Restate the records in full, so that each line matches the original exactly.

- Excerpted data
+ + +

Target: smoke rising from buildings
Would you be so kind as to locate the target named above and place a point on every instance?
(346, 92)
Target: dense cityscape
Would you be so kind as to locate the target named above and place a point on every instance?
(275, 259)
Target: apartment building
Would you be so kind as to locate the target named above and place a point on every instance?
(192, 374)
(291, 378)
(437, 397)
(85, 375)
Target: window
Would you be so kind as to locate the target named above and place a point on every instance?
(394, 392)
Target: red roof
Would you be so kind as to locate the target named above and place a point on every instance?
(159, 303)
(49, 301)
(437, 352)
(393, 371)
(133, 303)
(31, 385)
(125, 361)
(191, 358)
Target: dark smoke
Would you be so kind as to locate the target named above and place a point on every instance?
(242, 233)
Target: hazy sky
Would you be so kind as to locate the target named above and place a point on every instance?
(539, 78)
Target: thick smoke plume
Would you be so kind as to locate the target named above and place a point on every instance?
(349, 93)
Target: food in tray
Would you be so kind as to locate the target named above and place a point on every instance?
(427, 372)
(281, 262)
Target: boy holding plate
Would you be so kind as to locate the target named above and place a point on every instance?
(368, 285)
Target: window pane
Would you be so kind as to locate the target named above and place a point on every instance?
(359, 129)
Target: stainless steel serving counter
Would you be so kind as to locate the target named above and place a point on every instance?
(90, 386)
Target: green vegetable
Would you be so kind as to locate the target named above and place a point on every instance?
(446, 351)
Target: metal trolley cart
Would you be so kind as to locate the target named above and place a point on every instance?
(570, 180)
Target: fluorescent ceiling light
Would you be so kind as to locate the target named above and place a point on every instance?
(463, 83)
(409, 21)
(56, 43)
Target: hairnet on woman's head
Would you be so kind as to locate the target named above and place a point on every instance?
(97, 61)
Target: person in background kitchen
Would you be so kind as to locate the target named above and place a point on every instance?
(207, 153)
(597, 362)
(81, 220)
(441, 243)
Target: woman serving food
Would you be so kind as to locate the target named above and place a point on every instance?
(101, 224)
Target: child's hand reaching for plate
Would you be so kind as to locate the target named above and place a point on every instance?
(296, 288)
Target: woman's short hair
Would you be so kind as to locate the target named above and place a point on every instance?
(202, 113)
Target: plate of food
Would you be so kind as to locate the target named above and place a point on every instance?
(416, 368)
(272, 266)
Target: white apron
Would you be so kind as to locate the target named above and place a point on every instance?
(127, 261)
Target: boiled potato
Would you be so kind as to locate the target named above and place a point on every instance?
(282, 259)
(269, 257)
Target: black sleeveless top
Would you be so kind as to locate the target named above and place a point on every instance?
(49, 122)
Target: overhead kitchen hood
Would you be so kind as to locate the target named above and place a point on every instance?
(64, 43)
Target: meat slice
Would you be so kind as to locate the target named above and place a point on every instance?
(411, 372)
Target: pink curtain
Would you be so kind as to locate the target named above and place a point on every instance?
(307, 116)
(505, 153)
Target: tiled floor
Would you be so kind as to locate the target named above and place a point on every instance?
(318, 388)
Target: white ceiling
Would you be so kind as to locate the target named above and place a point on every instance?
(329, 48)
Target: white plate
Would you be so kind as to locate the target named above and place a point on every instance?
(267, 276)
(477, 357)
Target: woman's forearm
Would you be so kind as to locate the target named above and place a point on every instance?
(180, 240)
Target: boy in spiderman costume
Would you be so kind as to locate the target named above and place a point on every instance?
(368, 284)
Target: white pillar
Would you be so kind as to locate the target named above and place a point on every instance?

+ + +

- Result of the exercise
Target: smoke rising from buildings
Would you be so kind as to locate the target named above and place a point on every instance?
(346, 92)
Target: dense cityscape
Would you be so kind as to locate the target named above and place a point on every instance?
(275, 259)
Target: apartment building
Would you be so kind as to locate the target named above and place a point on every instance?
(192, 374)
(291, 378)
(437, 397)
(85, 375)
Target: window
Would you be so kind as to locate the target named above and place a point on every instance?
(394, 392)
Target: red roof
Would you be so kind as to locate the target named above and place a point on every instance?
(159, 303)
(49, 301)
(437, 352)
(393, 371)
(133, 303)
(31, 385)
(125, 361)
(191, 358)
Target: dark smoke
Would you be so kind as to locate the target named above and place a point on every instance?
(242, 233)
Target: hazy sky
Would you be so kind as to locate the target named above and place a point on every instance?
(539, 78)
Target: thick smoke plume
Would you be so kind as to locate the target named above and place a point on every instance?
(349, 93)
Target: food in tray
Would you be so kind as to locate the target named above and place a point on every instance?
(427, 372)
(281, 262)
Target: boy holding plate
Would you be so kind as to locate the target named above and place a point on every instance?
(368, 285)
Target: window pane
Would you be so kind as to locate the target named above and place a point on every instance?
(359, 129)
Target: stainless steel serving counter
Would you be so kind as to locate the target named above and place a point on every instance?
(90, 386)
Target: green vegetable
Would you be so kind as to locate the target named above and place a point on every instance?
(446, 351)
Target: metal trolley cart
Would you be so kind as to locate the target named above and place a point on every instance?
(570, 180)
Target: fluorescent ceiling light
Would you be so kind as to locate the target named above and place a point on every instance?
(463, 83)
(409, 21)
(56, 43)
Target: hairnet on woman's head
Would you be so kind as to locate the target named above and place a point on every instance?
(97, 61)
Target: person in background kitchen
Would you be so kind as to locate the target named above and place a point on every instance?
(207, 153)
(597, 362)
(81, 220)
(441, 243)
Target: woman serving food
Would you be so kind as to locate the target named above and place a point on every instance?
(101, 224)
Target: child's hand reaching for plate
Would you be so kind as to locate the target named above and place a point on every instance?
(296, 288)
Target: woman's short hair
Would you be so kind as to locate the target named above and place a point on every instance?
(202, 113)
Target: plate of food
Would you be so kind as to locate the target named above and place a point on every instance?
(416, 368)
(272, 266)
Target: white apron
Would you be so kind as to locate the target named above and place a point on every instance?
(127, 261)
Target: boiled potato
Would you be so kind as to locate the target named above and place a point on every instance?
(282, 259)
(269, 257)
Target: black sleeveless top
Would you be so kind as to locate the target named above and place a point on every instance?
(49, 122)
Target: overhead kitchen hood
Would you be so kind as to locate the target named above and place a point on every instance?
(64, 43)
Target: meat slice
Would you be so kind as to locate the target named above and place a point on every instance?
(411, 372)
Target: pink curtain
Would you be so kind as to locate the target named above and place a point on every instance?
(307, 116)
(505, 153)
Target: tiled floor
Would you be so kind as to locate the target named above and place a point on every instance?
(318, 388)
Target: white ceiling
Would you be so kind as to locate the target named above and place a point on every instance?
(329, 48)
Target: white plate
Would you be so kind as to locate the target named above and place a point on every instance?
(267, 276)
(477, 357)
Target: woman's forearm
Would you be so kind as to locate the target named above and place a point on every instance?
(180, 240)
Target: boy in spiderman costume
Would you be so kind as to locate the target named above and place a point on every instance?
(368, 284)
Target: white pillar
Would you be so kind as to locate the target named above and place a point on every instance?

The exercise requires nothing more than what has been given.